Given passage –
After Jacob was ordained in 1946, he was offered a position as assistant rabbi at Sinai Temple. It was there that Marjorie realized she “could do things as the wife of the rabbi,” so she started with the sisterhood. Through the Women's League for Conservative Judaism, she extended the Torah Fund, a scholarship program for rabbinical students at JTS to benefit students at the University of Judaism.
“I knew that I had certain leadership skills, and I knew how to speak. People would come to me and ask me to do things,” Pressman said.
Pressman's real opportunity to lead came when her husband was invited to re-invigorate a fledgling synagogue called Olympic Jewish Temple and Center. It had 200 families at the time, and under the Pressmans, that number grew to 1,300 and the name changed to Temple Beth Am. There, Pressman expanded programming to include art shows, speaking events for authors and celebrity concerts with the likes of Theodore Bikel, Michael Feinstein and Alan King. She used those events to attract people to the synagogue, and when she had them hooked, she started to fundraise.
“I know that there were some rabbis' wives who thumbed their noses at me because I was doing fundraising,” she said. “Rabbis' wives who worked thought you had to be a teacher — that was your role.”

Dataset entries –
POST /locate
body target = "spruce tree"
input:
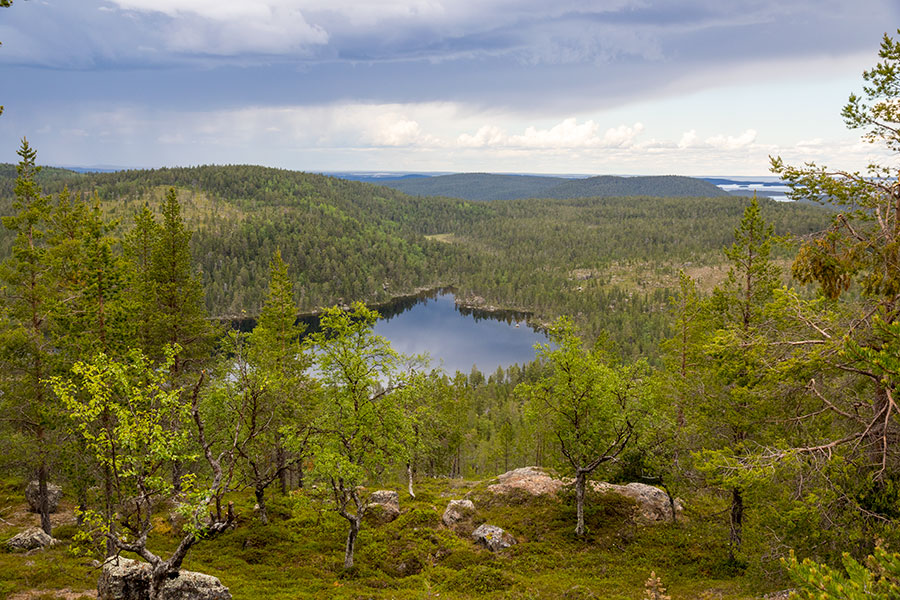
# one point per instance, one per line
(29, 289)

Exercise 1 –
Answer these questions from the passage about Marjorie Pressman:
(a) What position was Jacob offered after his ordination in 1946?
(b) How many families did Olympic Jewish Temple and Center have at the time, and how many did it grow to under the Pressmans?
(c) According to some rabbis' wives who worked, what role did a rabbi's wife have to fill?
Exercise 2 – Write the next part of the passage about Marjorie Pressman, picking up after its final quotation.

Written response 1 –
(a) He was offered the position of assistant rabbi at Sinai Temple.
(b) It had 200 families, and that number grew to 1,300.
(c) They thought a rabbi's wife had to be a teacher.

Written response 2 –
Pressman had different ambitions. In 1972, she spearheaded an event called Israel Expo West, a six-day Israel culture fair, that put Israel at the forefront of the temple's priority list. She engaged some of the temple's biggest donors and lured some from other synagogues. On the eve of Israel's 25th anniversary, Beth Am opened its doors to 50,000 people for six days of programming, the product of a thousand-member committee, with ties to every local organization affiliated with Israel. The event raised enough money to create the first emergency room at Tele Shomer Hospital in Israel, now the Chaim Sheba Medical Center, and is clearly Pressman's greatest source of pride.
With a sly smile, she recalls how she also ruffled more than a few feathers with fashion statements. There was the time she drew gasps when she first colored her hair, or when she wore the synagogue's first-ever pants suit to Rosh Hashanah services.
“I was very nervous, but I did it as a statement,” she said. “I didn't have a role model; I created my own role. I did what I wanted to do, not what people expected me to do.”
Even though she was constantly scrutinized and judged, Pressman said she values her friendships with congregants above all. She wasn't afraid to let people in and see the interior of her life. This attitude is considered unconventional today, when many public figures crave privacy.
“If I couldn't be friends with congregants, I wouldn't have any social life,” Pressman said. “People are sometimes reluctant to socialize with the rabbi, but I enjoy being with people so much that I never feel imposed upon.”
Yet she defends others in her role who do things differently: “When I used to go out and speak to sisterhoods, invariably, some man would come up to me and say, 'We wish our rebbetzin would do the same things you do,' and I would stop them, and I would say, 'Look, you hired your rabbi; you didn't hire his wife.'”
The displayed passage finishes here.